• **Provided records**:

⟨

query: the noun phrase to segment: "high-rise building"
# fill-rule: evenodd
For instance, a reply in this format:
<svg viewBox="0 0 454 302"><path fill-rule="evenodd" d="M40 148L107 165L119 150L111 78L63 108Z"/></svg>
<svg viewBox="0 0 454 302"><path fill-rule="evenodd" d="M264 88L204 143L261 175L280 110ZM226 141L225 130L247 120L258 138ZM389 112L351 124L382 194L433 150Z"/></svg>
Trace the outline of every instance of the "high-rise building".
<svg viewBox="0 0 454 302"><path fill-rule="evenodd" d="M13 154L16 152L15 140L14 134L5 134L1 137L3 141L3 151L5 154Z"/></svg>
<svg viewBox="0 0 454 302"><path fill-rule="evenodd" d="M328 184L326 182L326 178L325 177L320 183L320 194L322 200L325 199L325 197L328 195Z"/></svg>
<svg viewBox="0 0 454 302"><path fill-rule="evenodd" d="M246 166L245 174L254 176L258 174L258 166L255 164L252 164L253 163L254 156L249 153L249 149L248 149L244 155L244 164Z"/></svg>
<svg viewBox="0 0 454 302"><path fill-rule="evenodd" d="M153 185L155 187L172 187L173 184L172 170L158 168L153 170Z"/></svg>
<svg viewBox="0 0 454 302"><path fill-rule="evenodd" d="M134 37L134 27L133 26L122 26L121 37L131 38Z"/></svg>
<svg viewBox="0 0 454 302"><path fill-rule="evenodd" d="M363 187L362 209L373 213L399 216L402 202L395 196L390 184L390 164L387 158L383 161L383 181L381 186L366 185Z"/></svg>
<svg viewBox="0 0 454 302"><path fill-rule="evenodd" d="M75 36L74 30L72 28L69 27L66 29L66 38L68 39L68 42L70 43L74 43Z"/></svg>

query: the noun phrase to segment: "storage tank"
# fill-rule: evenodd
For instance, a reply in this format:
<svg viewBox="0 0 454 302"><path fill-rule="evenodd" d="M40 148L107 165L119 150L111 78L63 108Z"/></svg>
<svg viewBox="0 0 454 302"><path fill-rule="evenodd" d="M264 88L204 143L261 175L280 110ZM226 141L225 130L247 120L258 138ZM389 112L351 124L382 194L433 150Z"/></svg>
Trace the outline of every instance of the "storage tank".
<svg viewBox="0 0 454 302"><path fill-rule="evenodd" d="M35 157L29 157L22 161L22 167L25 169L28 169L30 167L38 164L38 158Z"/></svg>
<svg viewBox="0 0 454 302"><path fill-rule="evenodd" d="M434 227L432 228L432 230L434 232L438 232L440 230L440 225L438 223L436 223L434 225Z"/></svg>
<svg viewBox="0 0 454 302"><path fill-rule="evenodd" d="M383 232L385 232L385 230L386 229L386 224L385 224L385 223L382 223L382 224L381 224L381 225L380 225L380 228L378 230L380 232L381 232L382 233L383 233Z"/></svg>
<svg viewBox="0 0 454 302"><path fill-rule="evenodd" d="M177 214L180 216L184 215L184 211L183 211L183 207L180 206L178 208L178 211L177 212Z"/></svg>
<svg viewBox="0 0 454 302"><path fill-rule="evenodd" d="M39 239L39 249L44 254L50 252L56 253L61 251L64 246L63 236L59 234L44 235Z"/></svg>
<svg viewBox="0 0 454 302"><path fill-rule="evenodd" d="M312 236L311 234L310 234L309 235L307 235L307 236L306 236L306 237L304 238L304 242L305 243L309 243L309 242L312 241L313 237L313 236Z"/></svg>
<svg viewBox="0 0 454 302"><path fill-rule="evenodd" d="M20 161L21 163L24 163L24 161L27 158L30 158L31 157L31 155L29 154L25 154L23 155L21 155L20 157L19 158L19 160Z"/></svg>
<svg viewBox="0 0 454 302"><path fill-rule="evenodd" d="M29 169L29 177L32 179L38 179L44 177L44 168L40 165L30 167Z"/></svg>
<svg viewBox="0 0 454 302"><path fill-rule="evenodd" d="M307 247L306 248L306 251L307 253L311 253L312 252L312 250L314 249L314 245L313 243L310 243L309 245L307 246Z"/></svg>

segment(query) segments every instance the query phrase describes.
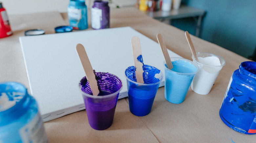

⟩

• **Exercise prompt**:
Set out every line of the entries above as a Markdown table with a "Row" column numbering the rows and a "Line" column holding each line, skipping blank lines. Leave the pictures out of the table.

• **Response to the task**:
| Row | Line |
|---|---|
| 1 | query: the noun phrase to segment: "high-rise building" |
| 2 | # fill-rule: evenodd |
| 3 | For instance, a reply in this format: |
| 4 | <svg viewBox="0 0 454 302"><path fill-rule="evenodd" d="M40 148L107 165L119 150L111 78L63 108Z"/></svg> |
| 5 | <svg viewBox="0 0 454 302"><path fill-rule="evenodd" d="M264 88L204 143L261 175L280 110ZM226 141L225 130L247 120L258 138ZM389 112L351 124L382 194L433 150Z"/></svg> |
| 6 | Trace the outline of every instance of the "high-rise building". |
| 7 | <svg viewBox="0 0 454 302"><path fill-rule="evenodd" d="M13 154L16 152L15 140L14 134L5 134L1 137L3 141L3 151L5 154Z"/></svg> |
| 8 | <svg viewBox="0 0 454 302"><path fill-rule="evenodd" d="M328 184L326 182L326 178L325 177L320 183L320 194L322 200L325 199L325 197L328 195Z"/></svg> |
| 9 | <svg viewBox="0 0 454 302"><path fill-rule="evenodd" d="M246 166L245 174L254 176L258 174L258 166L255 164L252 164L253 163L254 156L249 153L249 149L248 149L244 155L244 164Z"/></svg> |
| 10 | <svg viewBox="0 0 454 302"><path fill-rule="evenodd" d="M153 185L155 187L172 187L173 184L172 170L158 168L153 170Z"/></svg> |
| 11 | <svg viewBox="0 0 454 302"><path fill-rule="evenodd" d="M134 37L134 27L133 26L122 26L121 37L131 38Z"/></svg> |
| 12 | <svg viewBox="0 0 454 302"><path fill-rule="evenodd" d="M363 187L362 209L373 213L399 216L402 202L395 196L390 184L390 164L387 158L383 161L383 181L381 186L366 185Z"/></svg> |
| 13 | <svg viewBox="0 0 454 302"><path fill-rule="evenodd" d="M75 36L74 30L72 28L69 27L66 29L66 38L68 39L68 42L70 43L74 43Z"/></svg> |
| 14 | query: the noun phrase to segment: "storage tank" |
| 15 | # fill-rule: evenodd |
| 16 | For instance, a reply in this format: |
| 17 | <svg viewBox="0 0 454 302"><path fill-rule="evenodd" d="M40 148L107 165L119 150L111 78L63 108Z"/></svg> |
| 18 | <svg viewBox="0 0 454 302"><path fill-rule="evenodd" d="M264 88L204 143L261 175L280 110ZM226 141L225 130L247 120L258 138ZM389 112L351 124L382 194L433 150Z"/></svg> |
| 19 | Trace the outline of every instance of the "storage tank". |
| 20 | <svg viewBox="0 0 454 302"><path fill-rule="evenodd" d="M35 157L29 157L22 161L22 167L25 169L28 169L30 167L38 164L38 158Z"/></svg> |
| 21 | <svg viewBox="0 0 454 302"><path fill-rule="evenodd" d="M434 227L432 228L432 230L434 232L438 232L440 230L440 225L438 223L436 223L434 225Z"/></svg> |
| 22 | <svg viewBox="0 0 454 302"><path fill-rule="evenodd" d="M383 232L385 232L385 230L386 229L386 224L385 224L385 223L382 223L382 224L381 224L381 225L380 225L380 228L378 230L380 232L381 232L382 233L383 233Z"/></svg> |
| 23 | <svg viewBox="0 0 454 302"><path fill-rule="evenodd" d="M177 214L180 216L184 215L184 211L183 211L183 207L180 206L178 208L178 211L177 212Z"/></svg> |
| 24 | <svg viewBox="0 0 454 302"><path fill-rule="evenodd" d="M39 239L39 249L44 254L50 252L56 253L61 251L64 246L63 236L59 234L44 235Z"/></svg> |
| 25 | <svg viewBox="0 0 454 302"><path fill-rule="evenodd" d="M312 236L311 234L310 234L309 235L307 235L307 236L306 236L306 237L304 238L304 242L305 243L309 243L309 242L312 241L313 237L313 236Z"/></svg> |
| 26 | <svg viewBox="0 0 454 302"><path fill-rule="evenodd" d="M20 161L21 163L24 163L24 161L27 158L30 158L31 157L31 155L29 154L25 154L23 155L21 155L20 157L19 158L19 160Z"/></svg> |
| 27 | <svg viewBox="0 0 454 302"><path fill-rule="evenodd" d="M29 169L29 177L32 179L38 179L44 177L44 168L40 165L30 167Z"/></svg> |
| 28 | <svg viewBox="0 0 454 302"><path fill-rule="evenodd" d="M307 247L306 248L306 251L307 253L311 253L312 252L312 250L314 249L314 245L313 243L310 243L309 245L307 246Z"/></svg> |
| 29 | segment(query) segments every instance the query phrase describes. |